(Reading passage begins)

There is also a matter of homosexuality. Apparently there is an allegation that some of the religious orders were too accepting of gay folks. (Yes, a very simplistic observation!) It is necessary for the church, the living body of Christ in the world, to bring the gospel to all people – including the ones that might make some of us uncomfortable. Evangelicals are also lacking when it comes to meeting the needs of those with alternate sexual orientations. If the “good news” always begins with condemnation, it may sound more like the judgmental kind of “gotcha'” that is so much of our discussions. This calls for an old-fashioned “gut check.” Each one of us are fallen sinners and completely deserving of divine condemnation, except for the amazing gift of Jesus Christ, who died for the sins of all sorts of bad people, That includes people who are prideful, greedy, covetous, angry, adulterous, liars, thieves, idolators, blasphemers, cheaters, and people with a disordered sexuality. Without God’s grace, we should all burn in hell. There is no reason for any rotten-to-the-core sinner to feel superior to any other sinner. We are all a mess.

There is also an issue of ordaining women into the Roman Catholic priesthood. Since I am not a practicing RC, although I was born into the Church, this is merely the opinion of an outsider looking in. In the first place, modern sensibilities put aside, the question before us is not a civil rights issue. A ministry is not a “job,” it is a “calling.” Tied up in the RC doctrine of the Eucharist is the idea of a sacrificial priesthood. The Catholic understanding of this sacrament simply leaves no room for a female priest. Some Anglicans, such as myself, have a different understanding of the Lord’s Supper. At the core of it, the gender of the minister is less of an issue, although some Anglicans and many Evangelicals do not have women ministers. Roman Catholic women who do not agree with their church’s doctrine in this area need to either accept how it is, or move on. That is a very brief overview of a very complex matter and it is sincerely not my intention to offend anybody.

The Archbishop of Seattle, Peter Sartain, who was once Bishop of Arkansas, is in a tough spot. He has been put in charge of straightening this out and Sartain is smart. Firstly, it is fairly straightforward to identify and remove those who are undoubted heretics. Secondly, it is better to let troublesome old women fade out of view. No reason to turn them into martyrs. The part that demands some deft handling is sorting out politics and priorities. Some organizations are more concerned with matters of economic justice than abortion and contraception. This is the place where Abp. Sartain comes up against the credibility question.

Last week, Catholic bishops went a long way to demonstrate some balance by questioning the proposed Republican federal budget. There is still, however, a lingering question mark over the seeming primacy of so-called “life” issues over those of economic justice. There has to be a genuine balance and respect for both aspects of church teaching.

Balance, however, has not been the church’s strongest characteristic, or even the Archbishop’s. In Seattle, Sartain is getting resistance from a few parishes on the church support for the anti-gay marriage petition drive. The actual nature of the opposition of some local clergy and members is hard to objectively measure based on news reports. It is possible to strongly support church doctrine on marriage and oppose the particular tactic. This seems to be a symptom of the previously mentioned failure to properly evangelize people with different lifestyles. Again, from here it is hard to know for sure.

Prediction: Sartain wins, sisters lose.

The Roman Catholic Church has been around since the fourth century and they ain’t going anywhere. These are not desperate old men fighting for life’s precious last breath. I consider myself a Protestant and an Anglican and must attest that we all owe a tremendous debt to the Church of Rome for its vigorous defense of fundamental Christian doctrine, especially the Trinity, the Doctrine of Christ, and the dignity of human beings. If they get a few things wrong, so do I. This is why Christians must learn to practice patience when dealing with each other, even cranky old sisters.

(Reading passage ends)

The task - Reproduce the stretch of the essay on the Catholic Church from "Balance, however, has" through "know for sure.", substituting "signature campaign" for "petition drive".

(Exercise data begins)

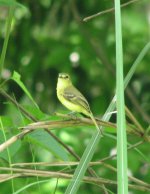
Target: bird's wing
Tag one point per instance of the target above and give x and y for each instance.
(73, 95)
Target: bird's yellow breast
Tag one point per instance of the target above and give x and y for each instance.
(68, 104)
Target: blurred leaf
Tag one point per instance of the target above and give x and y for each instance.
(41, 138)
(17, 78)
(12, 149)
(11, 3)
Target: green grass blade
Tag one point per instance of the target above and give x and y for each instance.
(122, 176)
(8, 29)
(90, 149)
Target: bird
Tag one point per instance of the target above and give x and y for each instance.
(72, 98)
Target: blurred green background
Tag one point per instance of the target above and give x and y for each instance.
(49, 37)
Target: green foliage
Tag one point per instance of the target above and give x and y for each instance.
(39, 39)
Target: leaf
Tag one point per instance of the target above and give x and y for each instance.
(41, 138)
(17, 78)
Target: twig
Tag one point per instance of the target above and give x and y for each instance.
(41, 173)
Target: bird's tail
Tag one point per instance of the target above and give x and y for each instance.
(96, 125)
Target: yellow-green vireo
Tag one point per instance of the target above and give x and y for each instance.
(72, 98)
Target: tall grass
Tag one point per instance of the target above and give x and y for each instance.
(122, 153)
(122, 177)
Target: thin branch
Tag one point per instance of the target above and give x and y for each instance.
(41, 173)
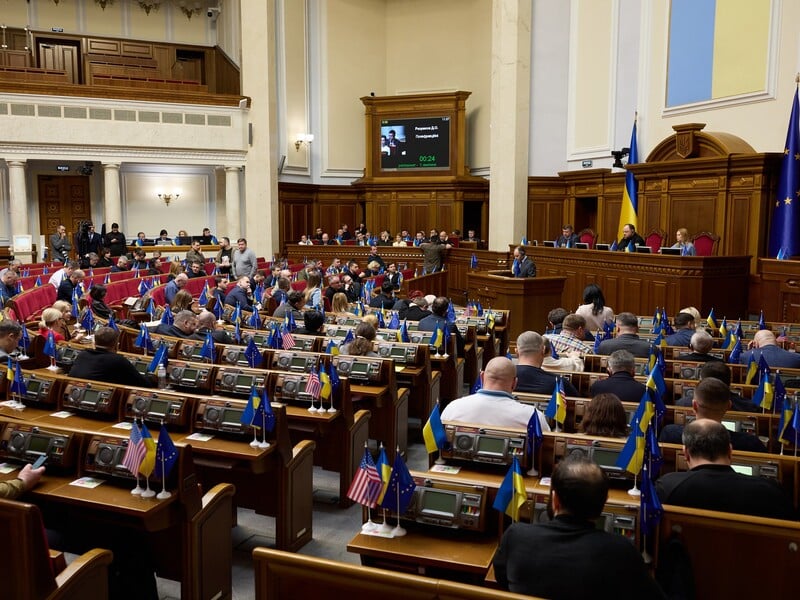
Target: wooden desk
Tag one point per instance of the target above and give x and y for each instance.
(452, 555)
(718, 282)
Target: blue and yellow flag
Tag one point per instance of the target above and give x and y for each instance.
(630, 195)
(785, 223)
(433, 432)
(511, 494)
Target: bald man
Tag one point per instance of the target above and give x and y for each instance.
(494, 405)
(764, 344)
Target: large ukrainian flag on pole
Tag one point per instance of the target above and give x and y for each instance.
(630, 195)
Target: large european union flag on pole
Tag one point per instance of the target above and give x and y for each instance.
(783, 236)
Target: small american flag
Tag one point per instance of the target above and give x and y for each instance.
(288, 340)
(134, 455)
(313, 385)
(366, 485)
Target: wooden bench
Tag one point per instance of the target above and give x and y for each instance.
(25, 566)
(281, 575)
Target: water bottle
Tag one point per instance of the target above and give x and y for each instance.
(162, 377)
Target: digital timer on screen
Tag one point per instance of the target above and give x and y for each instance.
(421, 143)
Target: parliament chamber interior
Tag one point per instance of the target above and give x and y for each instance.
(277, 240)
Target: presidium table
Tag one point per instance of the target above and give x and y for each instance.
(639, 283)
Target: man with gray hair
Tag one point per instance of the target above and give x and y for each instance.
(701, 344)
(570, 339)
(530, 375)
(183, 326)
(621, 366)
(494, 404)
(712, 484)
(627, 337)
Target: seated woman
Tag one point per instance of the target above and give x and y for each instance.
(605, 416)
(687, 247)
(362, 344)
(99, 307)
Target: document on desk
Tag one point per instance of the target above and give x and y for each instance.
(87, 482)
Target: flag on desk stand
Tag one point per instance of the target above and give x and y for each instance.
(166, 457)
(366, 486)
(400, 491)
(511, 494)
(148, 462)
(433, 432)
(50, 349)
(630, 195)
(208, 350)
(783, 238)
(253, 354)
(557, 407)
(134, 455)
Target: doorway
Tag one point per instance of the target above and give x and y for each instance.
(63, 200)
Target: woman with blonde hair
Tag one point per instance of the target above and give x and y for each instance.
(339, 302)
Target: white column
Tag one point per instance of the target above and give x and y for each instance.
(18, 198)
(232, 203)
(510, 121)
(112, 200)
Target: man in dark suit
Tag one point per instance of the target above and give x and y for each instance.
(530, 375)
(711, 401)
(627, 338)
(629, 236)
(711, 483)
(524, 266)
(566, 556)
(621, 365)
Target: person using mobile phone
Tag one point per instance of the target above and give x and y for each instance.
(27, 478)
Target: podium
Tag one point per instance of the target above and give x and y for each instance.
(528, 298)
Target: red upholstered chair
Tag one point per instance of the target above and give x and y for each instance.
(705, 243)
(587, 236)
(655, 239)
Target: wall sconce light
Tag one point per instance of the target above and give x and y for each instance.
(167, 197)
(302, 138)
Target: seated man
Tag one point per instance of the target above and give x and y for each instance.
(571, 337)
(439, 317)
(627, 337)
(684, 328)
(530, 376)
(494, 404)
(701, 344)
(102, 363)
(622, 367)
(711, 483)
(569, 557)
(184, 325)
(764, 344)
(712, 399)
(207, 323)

(Exercise data ends)

Completed exercise -
Balance, however, has not been the church’s strongest characteristic, or even the Archbishop’s. In Seattle, Sartain is getting resistance from a few parishes on the church support for the anti-gay marriage signature campaign. The actual nature of the opposition of some local clergy and members is hard to objectively measure based on news reports. It is possible to strongly support church doctrine on marriage and oppose the particular tactic. This seems to be a symptom of the previously mentioned failure to properly evangelize people with different lifestyles. Again, from here it is hard to know for sure.